* Begin *

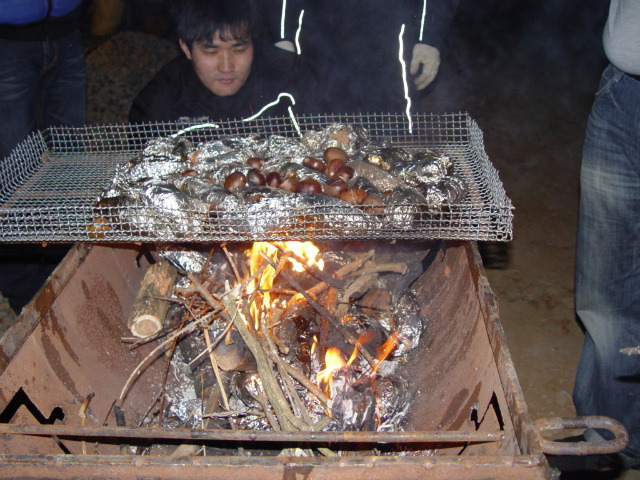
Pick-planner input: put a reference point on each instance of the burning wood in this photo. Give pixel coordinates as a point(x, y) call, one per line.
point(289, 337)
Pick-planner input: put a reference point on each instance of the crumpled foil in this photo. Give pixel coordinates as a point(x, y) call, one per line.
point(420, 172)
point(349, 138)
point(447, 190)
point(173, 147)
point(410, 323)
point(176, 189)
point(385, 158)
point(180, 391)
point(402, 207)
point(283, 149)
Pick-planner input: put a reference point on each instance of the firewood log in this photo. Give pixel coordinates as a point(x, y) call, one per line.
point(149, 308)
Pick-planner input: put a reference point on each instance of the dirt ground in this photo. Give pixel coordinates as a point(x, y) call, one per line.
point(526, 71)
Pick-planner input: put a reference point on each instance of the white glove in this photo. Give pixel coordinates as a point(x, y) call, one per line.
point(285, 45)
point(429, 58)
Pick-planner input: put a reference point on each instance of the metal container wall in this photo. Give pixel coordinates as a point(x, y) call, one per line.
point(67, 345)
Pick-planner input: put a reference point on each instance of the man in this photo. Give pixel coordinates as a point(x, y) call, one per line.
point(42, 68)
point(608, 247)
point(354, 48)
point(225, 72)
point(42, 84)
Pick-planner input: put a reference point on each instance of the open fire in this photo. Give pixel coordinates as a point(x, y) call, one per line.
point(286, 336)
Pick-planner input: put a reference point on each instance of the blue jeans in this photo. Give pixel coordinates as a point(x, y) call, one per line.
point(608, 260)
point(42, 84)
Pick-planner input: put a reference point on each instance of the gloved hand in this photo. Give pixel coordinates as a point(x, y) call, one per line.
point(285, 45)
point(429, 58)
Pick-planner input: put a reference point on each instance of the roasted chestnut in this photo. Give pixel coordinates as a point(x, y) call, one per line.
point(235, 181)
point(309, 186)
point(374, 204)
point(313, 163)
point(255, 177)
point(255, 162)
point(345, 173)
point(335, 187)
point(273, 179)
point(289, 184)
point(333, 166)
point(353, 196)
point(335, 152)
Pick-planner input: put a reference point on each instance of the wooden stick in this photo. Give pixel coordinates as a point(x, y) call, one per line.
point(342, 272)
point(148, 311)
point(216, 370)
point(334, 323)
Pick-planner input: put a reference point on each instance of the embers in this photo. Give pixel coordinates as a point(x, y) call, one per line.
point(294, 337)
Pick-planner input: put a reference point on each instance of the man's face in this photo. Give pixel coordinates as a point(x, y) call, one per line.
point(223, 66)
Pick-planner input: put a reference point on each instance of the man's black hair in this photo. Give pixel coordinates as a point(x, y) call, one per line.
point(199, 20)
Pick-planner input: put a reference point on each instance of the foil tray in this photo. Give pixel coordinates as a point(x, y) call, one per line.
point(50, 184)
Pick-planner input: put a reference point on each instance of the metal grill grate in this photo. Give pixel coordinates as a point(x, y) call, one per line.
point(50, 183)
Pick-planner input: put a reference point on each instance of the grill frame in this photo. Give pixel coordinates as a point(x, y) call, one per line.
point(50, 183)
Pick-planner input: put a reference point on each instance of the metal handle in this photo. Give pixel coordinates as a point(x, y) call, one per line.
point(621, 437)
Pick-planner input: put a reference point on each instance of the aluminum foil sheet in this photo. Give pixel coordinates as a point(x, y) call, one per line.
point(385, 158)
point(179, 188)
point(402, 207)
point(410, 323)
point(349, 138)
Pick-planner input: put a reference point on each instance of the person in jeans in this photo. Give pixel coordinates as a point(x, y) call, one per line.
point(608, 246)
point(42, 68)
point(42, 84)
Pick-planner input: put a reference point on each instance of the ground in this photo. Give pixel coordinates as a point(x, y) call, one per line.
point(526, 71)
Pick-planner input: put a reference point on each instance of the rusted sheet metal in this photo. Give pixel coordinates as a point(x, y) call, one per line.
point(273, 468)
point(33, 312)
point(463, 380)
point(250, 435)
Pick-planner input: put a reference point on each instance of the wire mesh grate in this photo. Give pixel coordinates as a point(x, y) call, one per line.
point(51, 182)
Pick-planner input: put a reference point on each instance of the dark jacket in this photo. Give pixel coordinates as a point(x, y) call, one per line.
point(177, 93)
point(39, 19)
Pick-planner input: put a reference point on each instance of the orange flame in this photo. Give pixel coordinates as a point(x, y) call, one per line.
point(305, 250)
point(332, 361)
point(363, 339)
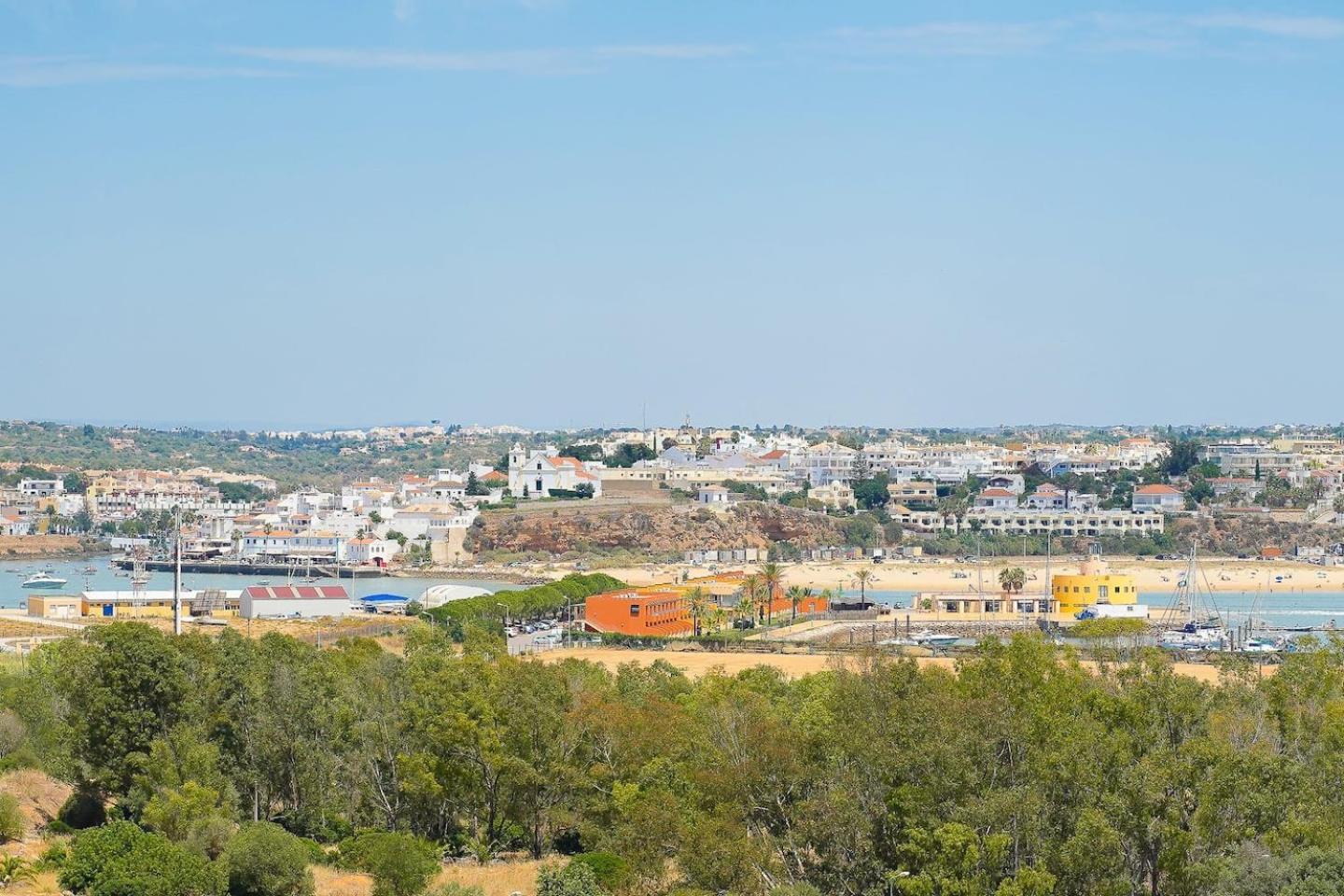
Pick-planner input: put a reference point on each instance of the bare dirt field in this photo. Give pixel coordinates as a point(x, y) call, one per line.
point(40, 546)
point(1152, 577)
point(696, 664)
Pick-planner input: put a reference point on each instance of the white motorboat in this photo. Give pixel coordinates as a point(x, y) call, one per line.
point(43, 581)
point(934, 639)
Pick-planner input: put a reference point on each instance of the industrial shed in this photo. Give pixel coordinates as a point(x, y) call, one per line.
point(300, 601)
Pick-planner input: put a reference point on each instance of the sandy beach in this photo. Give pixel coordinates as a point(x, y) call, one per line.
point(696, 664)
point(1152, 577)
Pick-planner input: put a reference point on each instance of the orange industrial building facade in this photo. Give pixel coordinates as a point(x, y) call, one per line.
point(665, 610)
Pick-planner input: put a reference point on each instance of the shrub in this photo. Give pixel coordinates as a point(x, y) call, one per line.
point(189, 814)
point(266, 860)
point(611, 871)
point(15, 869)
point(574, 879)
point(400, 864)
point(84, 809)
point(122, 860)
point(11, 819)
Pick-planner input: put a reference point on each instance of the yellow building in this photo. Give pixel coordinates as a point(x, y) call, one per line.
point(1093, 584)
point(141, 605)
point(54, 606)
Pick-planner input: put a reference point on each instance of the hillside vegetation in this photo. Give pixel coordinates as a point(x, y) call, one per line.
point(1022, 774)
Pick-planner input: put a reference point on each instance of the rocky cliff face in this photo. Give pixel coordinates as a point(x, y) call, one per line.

* End *

JOB ▸
Please copy word for word the lines of the records that start with the line containing "of the blue" and run through the line containing "point(294, 337)", including both of those lines.

OUTPUT FOR THIS EXERCISE ▸
Pick-planner input: put a reference point on each instance of the blue jeans in this photo. Give pixel coordinates as a point(x, y) call, one per line.
point(608, 260)
point(42, 84)
Pick-planner input: put a reference point on each instance of the gloved hand in this photo. Give pixel coordinates as a point(x, y) call, one per line.
point(285, 45)
point(429, 58)
Pick-planner input: put a reference point on each instance of the roasted chestnut in this photo. Give pixel coordinates as a point(x, y) call, one per line.
point(235, 181)
point(309, 186)
point(374, 204)
point(313, 163)
point(255, 177)
point(255, 162)
point(345, 173)
point(335, 187)
point(273, 179)
point(289, 184)
point(333, 166)
point(353, 196)
point(335, 152)
Pick-planner input: put a reference point on each instance of the wooden stick in this photo. Give pixel coordinates as a point(x, y) call, one per line.
point(342, 272)
point(148, 311)
point(216, 370)
point(334, 323)
Pick-planner input: put a reference point on each instance of the embers in this photo. Give pixel coordinates as a point(x, y) call, one per line.
point(294, 337)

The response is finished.